* The task: Return each entry below word for word, leaving out any image.

* Stored records:
○ ○ ○ ○

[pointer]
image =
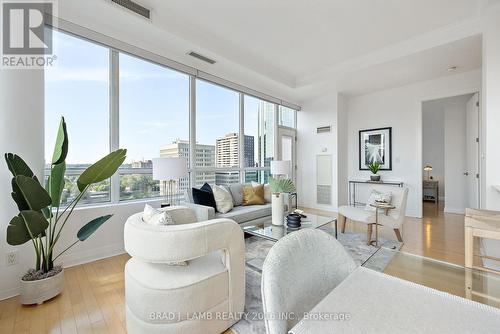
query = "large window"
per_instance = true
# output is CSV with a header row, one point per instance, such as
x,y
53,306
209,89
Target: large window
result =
x,y
217,131
78,88
259,128
154,122
286,117
111,99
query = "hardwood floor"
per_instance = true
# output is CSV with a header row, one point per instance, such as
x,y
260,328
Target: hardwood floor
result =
x,y
93,298
438,235
92,302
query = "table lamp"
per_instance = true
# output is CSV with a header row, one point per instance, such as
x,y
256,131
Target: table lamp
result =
x,y
428,169
169,170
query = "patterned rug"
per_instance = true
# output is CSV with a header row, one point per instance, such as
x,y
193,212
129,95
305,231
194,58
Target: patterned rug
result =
x,y
256,252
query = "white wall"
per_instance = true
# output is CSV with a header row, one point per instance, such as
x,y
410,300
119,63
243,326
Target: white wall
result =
x,y
401,109
342,144
491,104
317,113
433,144
21,131
491,121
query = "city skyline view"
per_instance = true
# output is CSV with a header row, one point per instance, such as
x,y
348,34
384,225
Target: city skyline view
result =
x,y
154,105
153,113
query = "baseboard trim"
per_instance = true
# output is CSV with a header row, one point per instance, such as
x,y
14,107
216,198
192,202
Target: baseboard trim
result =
x,y
75,259
99,253
454,210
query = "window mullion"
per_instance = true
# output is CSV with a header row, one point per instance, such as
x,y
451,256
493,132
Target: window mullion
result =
x,y
114,109
241,138
192,130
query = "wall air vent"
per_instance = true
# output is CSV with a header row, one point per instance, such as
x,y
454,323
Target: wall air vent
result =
x,y
201,57
323,129
135,7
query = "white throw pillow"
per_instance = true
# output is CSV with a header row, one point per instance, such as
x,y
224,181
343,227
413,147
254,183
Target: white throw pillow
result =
x,y
160,218
377,196
223,199
156,217
267,190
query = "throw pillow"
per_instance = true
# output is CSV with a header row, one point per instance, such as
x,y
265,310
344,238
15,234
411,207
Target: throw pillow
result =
x,y
267,191
223,199
236,193
377,196
159,218
156,217
253,195
204,196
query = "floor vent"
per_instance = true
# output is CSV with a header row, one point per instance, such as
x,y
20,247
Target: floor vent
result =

○ ○ ○ ○

* Response to this exercise:
[pointer]
image =
query = "large window"
per_instance = true
# output is CSV with a header row, one point per instance, such as
x,y
53,306
209,89
Target: large window
result =
x,y
217,131
78,88
259,128
154,122
286,117
111,99
query = "hardwood floor"
per_instance = true
# output is CSV with a header row, one point per instance, such as
x,y
260,328
Target: hardwood floor
result =
x,y
93,298
438,235
92,302
query = "table lamp"
per_instance = true
# output is CSV with a header row, one point per instance, such as
x,y
256,131
Target: table lamp
result =
x,y
428,169
169,170
query = "patterned rug"
per_instance = true
# output is CSV with a header row, one point per instance, such as
x,y
193,212
129,95
305,231
194,58
Target: patterned rug
result =
x,y
256,252
query = "white wall"
per_instance = true
# output is CSV with a header row, one point per instance, such as
x,y
410,300
119,63
243,326
Target: white wall
result =
x,y
401,109
342,144
491,104
317,113
433,144
21,131
491,121
query = "city skyline view"
per_instance = true
# output is CSV with a header row, one point per instance, such as
x,y
348,34
384,225
Target: city skyline view
result =
x,y
154,105
153,113
query = "baseboard trim"
per_instance = true
# output is CSV with a header row, one point per instance, such as
x,y
14,107
216,198
192,202
Target: baseboard trim
result =
x,y
75,259
99,253
454,210
query = "window mullion"
per_instance = true
# output is CSV with a header row, one point per instance, such as
x,y
451,256
493,132
Target: window mullion
result =
x,y
114,109
241,138
192,130
query = "wall air vent"
per_instance = true
# output is CSV with a header row, one point per instance, such as
x,y
454,323
Target: wall air vent
result =
x,y
201,57
323,129
135,7
query = "white throw pillow"
per_instance = true
# output is CSV with a header row, one point per instance, such as
x,y
224,181
343,227
413,147
254,183
Target: white throw pillow
result =
x,y
160,218
377,196
223,199
156,217
267,190
query = "throw pillow"
per_instance = true
# output is CSV with a header row, one point per instance, such as
x,y
265,310
344,238
15,234
411,207
Target: throw pillow
result =
x,y
267,191
223,199
236,193
377,196
159,218
156,217
253,195
204,196
query = "floor vent"
per_instance = true
# output is CSV with a header row, one point per instance, such as
x,y
20,247
Target: floor vent
result =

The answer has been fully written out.